→ **Problems**:
a – Copy the configuration reference from "Parameters controlling the" to "user for snakebite.".
b – In the configuration reference, list every section name that appears in square brackets.
c – In the configuration reference, what is the default value of the client setting in the hdfs section?

* BEGIN Text segment *

Number of seconds after which to kill a task which has been running for too long. This provides a default value for all tasks, which can be overridden by setting the worker-timeout property in any task. This only works when using multiple workers, as the timeout is implemented by killing worker subprocesses. Default value is 0, meaning no timeout.

worker-wait-interval
Number of seconds for the worker to wait before asking the scheduler for another job after the scheduler has said that it does not have any available jobs.

[elasticsearch]

These parameters control use of elasticsearch

marker-index
Defaults to "update_log".
marker-doc-type
Defaults to "entry".

[email]

These parameters control sending error e-mails through Amazon SES.

AWS_ACCESS_KEY
Your AWS access key
AWS_SECRET_KEY
Your AWS secret key
region
Your AWS region. Defaults to us-east-1.
type
If set to "ses", error e-mails will be send through Amazon SES. Otherwise, e-mails are sent via smtp.

[hadoop]

Parameters controlling basic hadoop tasks

command
Name of command for running hadoop from the command line. Defaults to "hadoop"
python-executable
Name of command for running python from the command line. Defaults to "python"
scheduler
Type of scheduler to use when scheduling hadoop jobs. Can be "fair" or "capacity". Defaults to "fair".
streaming-jar
Path to your streaming jar. Must be specified to run streaming jobs.
version
Version of hadoop used in your cluster. Can be "cdh3", "chd4", or "apache1". Defaults to "cdh4".

[hdfs]

Parameters controlling the use of snakebite to speed up hdfs queries.

client
Client to use for most hadoop commands. Options are "snakebite", "snakebite_with_hadoopcli_fallback", and "hadoopcli". Snakebite is much faster, so use of it is encouraged. Using snakebite requires it to be installed separately on the machine. Defaults to "hadoopcli".
client_version
Optionally specifies hadoop client version for snakebite.
effective_user
Optionally specifies the effective user for snakebite.
namenode_host
The hostname of the namenode. Needed for snakebite if snakebite_autoconfig is not set.
namenode_port
The port used by snakebite on the namenode. Needed for snakebite if snakebite_autoconfig is not set.
snakebite_autoconfig
If true, attempts to automatically detect the host and port of the namenode for snakebite queries. Defaults to false.
use_snakebite
DEPRECATED - use client instead

[hive]

Parameters controlling hive tasks

command
Name of the command used to run hive on the command line. Defaults to "hive".
hiverc-location
Optional path to hive rc file.
metastore_host
Hostname for metastore.
metastore_port
Port for hive to connect to metastore host.

* END Text segment *
* BEGIN Record set *

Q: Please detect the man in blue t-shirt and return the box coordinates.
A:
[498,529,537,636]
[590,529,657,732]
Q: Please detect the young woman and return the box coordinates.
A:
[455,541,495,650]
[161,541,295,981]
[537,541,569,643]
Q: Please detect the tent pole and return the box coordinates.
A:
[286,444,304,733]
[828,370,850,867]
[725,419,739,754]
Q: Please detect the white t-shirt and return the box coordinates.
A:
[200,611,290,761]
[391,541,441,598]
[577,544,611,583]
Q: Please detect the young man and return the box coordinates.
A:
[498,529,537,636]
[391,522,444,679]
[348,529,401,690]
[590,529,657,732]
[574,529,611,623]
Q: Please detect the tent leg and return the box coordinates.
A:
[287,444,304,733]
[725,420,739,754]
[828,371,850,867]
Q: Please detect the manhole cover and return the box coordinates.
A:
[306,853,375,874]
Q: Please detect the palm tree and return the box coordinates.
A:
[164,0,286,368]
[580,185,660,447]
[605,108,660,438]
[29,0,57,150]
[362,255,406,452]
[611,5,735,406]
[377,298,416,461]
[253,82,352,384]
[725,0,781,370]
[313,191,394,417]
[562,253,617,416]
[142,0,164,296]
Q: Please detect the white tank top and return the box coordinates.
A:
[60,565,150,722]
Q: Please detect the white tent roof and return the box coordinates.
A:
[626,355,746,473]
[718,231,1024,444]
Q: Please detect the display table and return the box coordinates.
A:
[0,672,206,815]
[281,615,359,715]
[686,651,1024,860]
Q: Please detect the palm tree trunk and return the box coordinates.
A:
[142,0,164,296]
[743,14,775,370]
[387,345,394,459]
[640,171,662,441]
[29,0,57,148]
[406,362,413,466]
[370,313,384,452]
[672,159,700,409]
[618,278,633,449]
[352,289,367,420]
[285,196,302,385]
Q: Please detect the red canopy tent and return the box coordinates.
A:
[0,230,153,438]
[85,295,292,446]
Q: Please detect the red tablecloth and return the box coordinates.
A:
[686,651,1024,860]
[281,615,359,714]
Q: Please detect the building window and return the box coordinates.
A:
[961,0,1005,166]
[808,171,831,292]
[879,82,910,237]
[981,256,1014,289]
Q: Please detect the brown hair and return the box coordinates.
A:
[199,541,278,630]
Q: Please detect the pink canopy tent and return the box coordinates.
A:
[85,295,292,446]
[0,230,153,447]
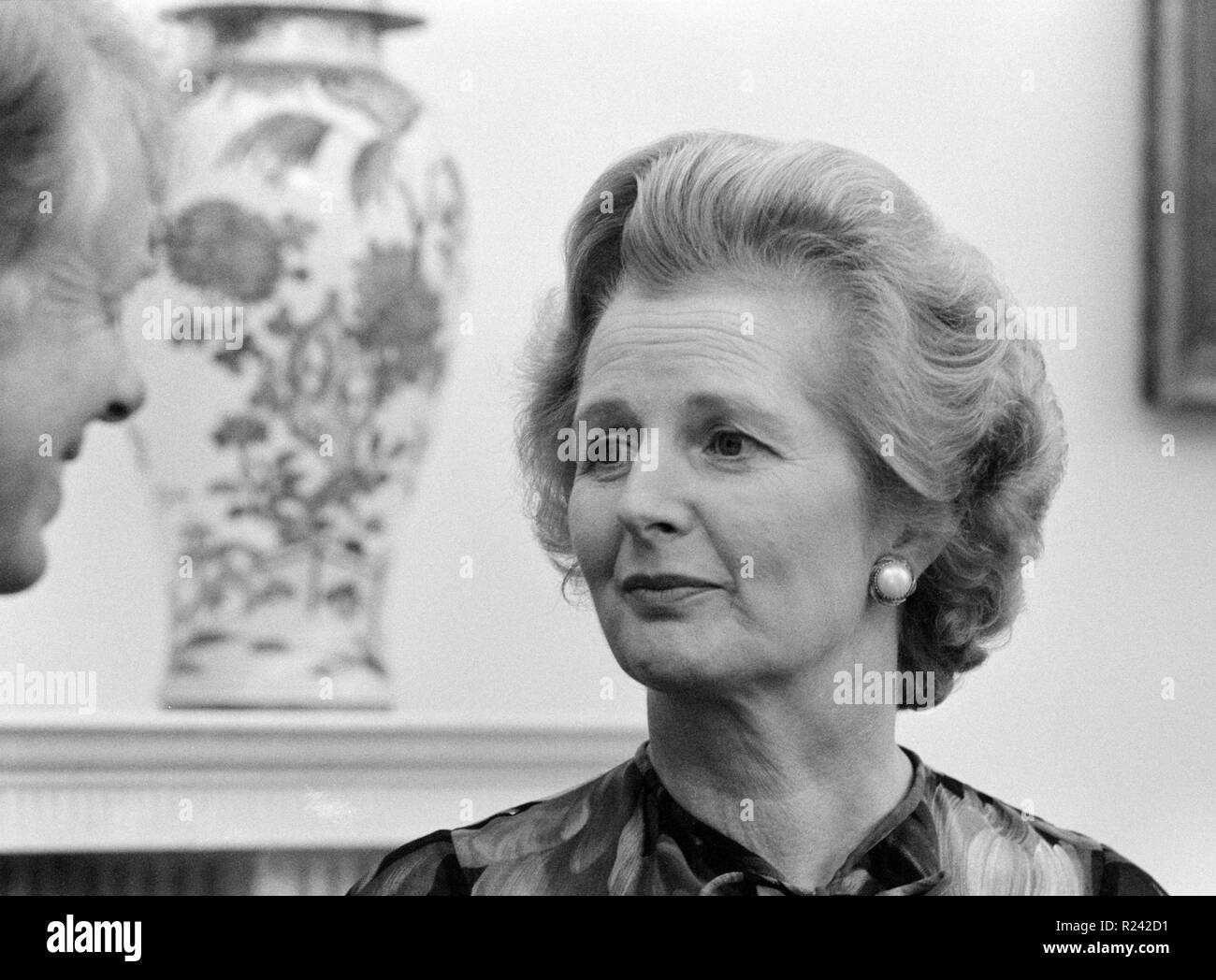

* END Record set *

→ **Outputs by task**:
a –
Parameters controlling the use of snakebite to speed up hdfs queries.

client
Client to use for most hadoop commands. Options are "snakebite", "snakebite_with_hadoopcli_fallback", and "hadoopcli". Snakebite is much faster, so use of it is encouraged. Using snakebite requires it to be installed separately on the machine. Defaults to "hadoopcli".
client_version
Optionally specifies hadoop client version for snakebite.
effective_user
Optionally specifies the effective user for snakebite.

b – [elasticsearch], [email], [hadoop], [hdfs], [hive]

c – "hadoopcli"